=== Given passage ===
This is a long post, but only because I am a bit behind and the items I want to mention are important, so four posts coming in two…

The first item is the dedication of the present St. Francis Xavier Church in Vincennes. On August 8, 1841 Bishop Celestine de la Hailandiere officially dedicated this structure. Even though the church was built much earlier, what we now call the “Old Cathedral” was finally dedicated on this day by Bishop Hailandiére.

On March 30, 1826 the Vincennes Sun reported:

The cornerstone of the Catholic Cathedral, in this place, was laid on Thursday the 30th by the Rev. Mr. Champomier. A numerous concourse of citizens attended to witness the ceremony”

Vincennes was then mission country and there wasn’t much to the building itself. Bishop Brute, when he arrived in the Fall of 1834, wrote:

“The Cathedral church, a plain brick building 115 feet long and 60 broad, consisting of the four walls and the roof, unplastered and not even white-washed, no sanctuary, not even a place for preserving the sacred vestments.”

Brute worked on the building, but in those early days there were many more things to concentrate on. The completion of the building was left to Brutés successor, Bishop Hailandiére. He collected funds and used his own money to complete the church, adding the tower and a bell. He completed the interior of the building and added the basement chapel, which includes the place where All the Bishops of Vincennes are buried.

The Church has a long history. In the 1930’s, prior to the celebration of the centennial of the Diocese of Indianapolis (of which Vincennes was still a part) a great deal of work was done on the Cathedral and allied buildings. The “HABS” (Historic American Buildings Survey) made an effort to document the repairs and the history of the structure itself. They produced a number of pictures, one of which, shown here, shows the repairs that were being made to the steeple. Take a look at the full image here

In 1970 it was elevated to the status of a basilica. Today it remains an important part of the Diocese of Evansville. The adjoining Brute Library contains some of the rarest books in America.

An aside… I found an article in a Logansport Newspaper from 1881. In it, the writer talks about his visit to Vincennes, and he mentions the church saying:

“The first church was founded by Francis Xavier and a building erected of logs, “daubed” with clay and prairie hay, and covered with A thatched roof. How our imagination ran back to 1747 to see walking down the aisle of this rude church a happy bride””happy as brides of to-day are””only a year later to be buried beneath this same aisle.”

One would think that the Jesuits would be interested in knowing that Saint Francis Xavier had founded a church in Indiana…

On the very same day that Bishop Hailandiére was dedicating the new Cathedral in Vincennes a band of Religious men left the shores of their native France headed for the wilds of Indiana. Their final location wasn’t really known at this time. The second Bishop of Vincennes, Celestine de la Hailandiere, was waiting for their arrival.
=== Data records ===
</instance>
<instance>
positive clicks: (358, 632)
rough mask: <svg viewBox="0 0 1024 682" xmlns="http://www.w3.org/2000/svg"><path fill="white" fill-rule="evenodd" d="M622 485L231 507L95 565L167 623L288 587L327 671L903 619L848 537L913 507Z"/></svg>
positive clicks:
===
Task details: In the post on the St. Francis Xavier Church in Vincennes, who does the Vincennes Sun report laid the cathedral's cornerstone?

Answer box: The Rev. Mr. Champomier.